--- Start ---
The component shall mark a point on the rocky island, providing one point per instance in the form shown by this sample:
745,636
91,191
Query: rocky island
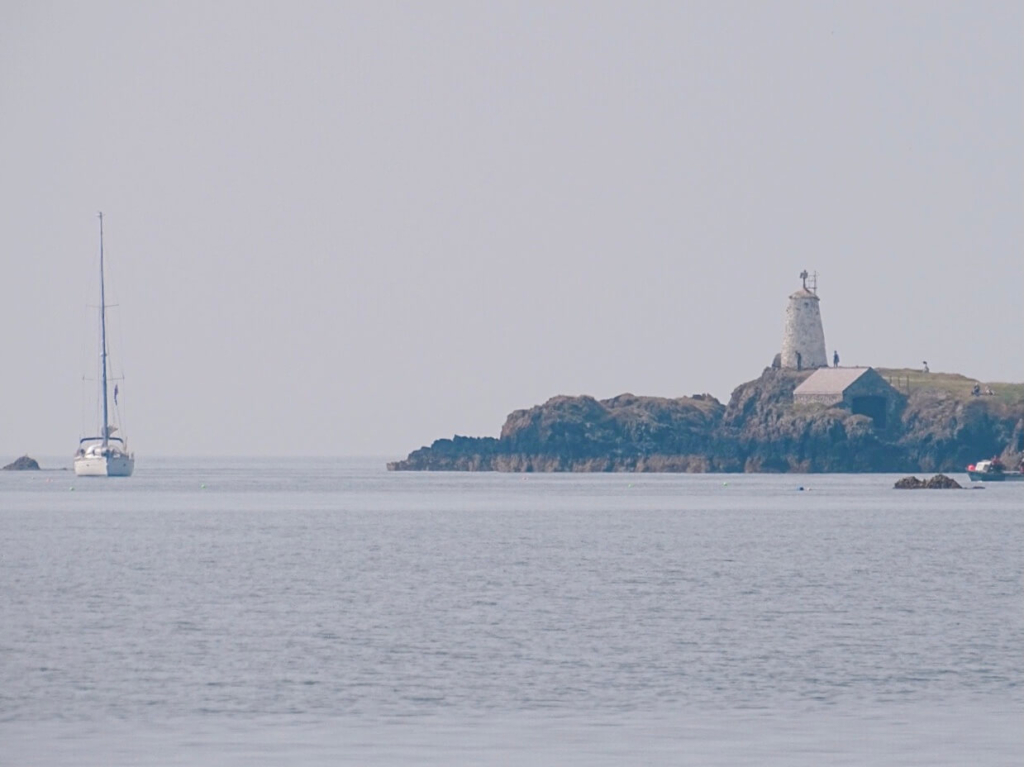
800,415
23,464
883,421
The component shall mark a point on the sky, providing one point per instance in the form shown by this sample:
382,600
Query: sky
351,228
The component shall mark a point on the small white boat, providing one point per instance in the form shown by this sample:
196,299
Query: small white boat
992,471
103,456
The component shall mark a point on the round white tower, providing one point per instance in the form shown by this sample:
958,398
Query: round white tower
804,340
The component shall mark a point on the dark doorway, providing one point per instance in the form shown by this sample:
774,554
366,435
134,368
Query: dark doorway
872,407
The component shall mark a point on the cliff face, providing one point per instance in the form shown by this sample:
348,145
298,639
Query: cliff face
761,429
581,433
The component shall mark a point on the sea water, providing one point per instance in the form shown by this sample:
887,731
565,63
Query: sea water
255,611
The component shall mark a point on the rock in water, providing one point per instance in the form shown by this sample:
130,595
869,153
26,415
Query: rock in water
23,464
939,481
910,483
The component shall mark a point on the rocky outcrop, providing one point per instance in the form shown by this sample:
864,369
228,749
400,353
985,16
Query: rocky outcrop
23,464
760,430
581,433
939,481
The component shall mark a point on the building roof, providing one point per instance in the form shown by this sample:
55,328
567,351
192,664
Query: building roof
829,380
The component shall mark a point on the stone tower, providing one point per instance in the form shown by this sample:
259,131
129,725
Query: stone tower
804,340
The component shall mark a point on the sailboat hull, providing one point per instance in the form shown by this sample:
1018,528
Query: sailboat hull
104,466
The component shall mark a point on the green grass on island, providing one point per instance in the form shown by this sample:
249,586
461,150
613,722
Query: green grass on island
908,380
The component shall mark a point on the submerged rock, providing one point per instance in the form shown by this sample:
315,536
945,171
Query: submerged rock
23,464
939,481
910,483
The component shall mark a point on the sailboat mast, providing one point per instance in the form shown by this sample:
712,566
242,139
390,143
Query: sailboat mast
102,334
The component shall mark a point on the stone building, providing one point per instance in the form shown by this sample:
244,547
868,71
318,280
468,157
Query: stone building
804,339
860,390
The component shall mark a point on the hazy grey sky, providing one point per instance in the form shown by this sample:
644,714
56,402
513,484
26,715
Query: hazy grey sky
354,227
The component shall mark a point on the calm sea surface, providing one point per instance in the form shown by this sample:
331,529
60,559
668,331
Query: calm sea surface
325,611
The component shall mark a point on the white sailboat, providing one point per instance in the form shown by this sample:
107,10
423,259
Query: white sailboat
103,456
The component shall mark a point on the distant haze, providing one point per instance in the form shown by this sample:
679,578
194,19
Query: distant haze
353,227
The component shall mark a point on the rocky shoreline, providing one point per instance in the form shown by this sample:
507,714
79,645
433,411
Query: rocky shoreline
761,429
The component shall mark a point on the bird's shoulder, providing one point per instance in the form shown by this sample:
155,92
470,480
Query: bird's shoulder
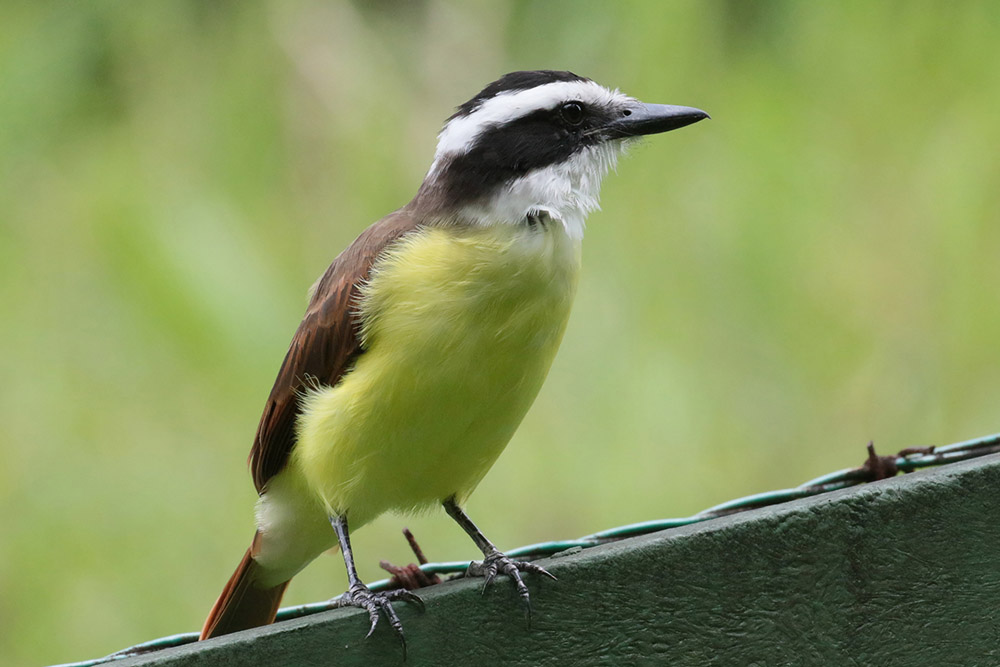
--- End ---
Return the records exactly. Don't carry the pictures over.

The component shall mark a point on the rocky island, providing one point per instance in the form shown by this sample:
745,636
91,191
Query: rocky island
800,415
23,464
883,421
The component shall mark a point on the sky, providing one point per instance in the form shown by this sample:
382,600
Query: sky
351,228
The component shall mark a point on the small white boat, providing one point per instance in the form shown by this sample:
196,299
Query: small white boat
992,471
103,456
The component shall mark a point on the round white tower, providing one point per instance in the form shown by this sample:
958,398
Query: round white tower
804,340
The component shall mark a point on the dark doorway, providing one point per instance in the form shown by this sample:
774,554
366,435
134,368
Query: dark doorway
872,407
The component shall mark a point on the cliff face, providing one point per instance in the form shown by this sample:
348,145
298,639
Query: cliff face
761,429
581,433
The component shall mark a point on the sea water, providing one point per instance in the form shown by this sample:
887,731
565,63
Query: sea water
255,611
The component shall mark a point on the rock in water, providing one point per instance in the form shown by this sample:
130,595
869,153
26,415
Query: rock in water
23,464
939,481
910,483
The component shall mark a point on the rocky outcrop, providing one point per instance in the form shown by this sample:
864,369
228,749
400,353
985,16
Query: rocky outcrop
23,464
760,430
581,433
939,481
The component shall mark a point on the building roof, providing one point per instance in the form shown by this sample:
55,328
567,351
192,664
Query: building roof
829,380
The component shall mark a point on the stone tower, providing one point per instance in the form shown by this sample:
259,131
129,725
Query: stone tower
804,340
The component shall mark a point on the sailboat hull, providing one point per instance in the form shown by this sample:
1018,528
Query: sailboat hull
104,466
The component shall mark a point on the green grass on island, providing one point per instance in the form shown by this sample:
249,586
461,150
613,722
Query: green grass on island
908,380
The component shall mark a point on the submerged rock, providing one point per instance in the form shown by this sample:
315,536
945,171
Query: submerged rock
23,464
939,481
910,483
The component shall mark a point on the sailboat mast, providing one point per instance in the form shown by this sample:
712,566
242,139
390,143
Query: sailboat mast
102,334
The component shall mark a point on the stone building, providing one point per instance in the form shown by this sample:
244,547
868,71
318,280
468,157
Query: stone building
804,339
860,390
The component shall mark a point on the hazy grey sky, providing one point per instance in the form shown by this sample:
644,714
56,402
513,484
26,715
Query: hazy grey sky
354,227
The component shall mark a point on the calm sea surface, providing one point per instance in the form shown by this sample:
331,529
60,559
668,331
Query: calm sea surface
325,611
The component shall mark a point on the white sailboat, providing one point per instance in the form shown by this sample:
107,10
423,259
Query: white sailboat
103,456
The component shall mark a point on the distant haze, providing one point per instance in the form shown by this sample:
679,578
194,19
Query: distant haze
353,227
The component shall mark a point on the rocky shoreline, providing one point per instance in the form shown by this sample:
507,714
79,645
433,411
Query: rocky shoreline
761,429
The component shall mark a point on the bird's shoulder, providing one point per instance in the form shown by this sample:
155,92
470,480
Query: bird's shoulder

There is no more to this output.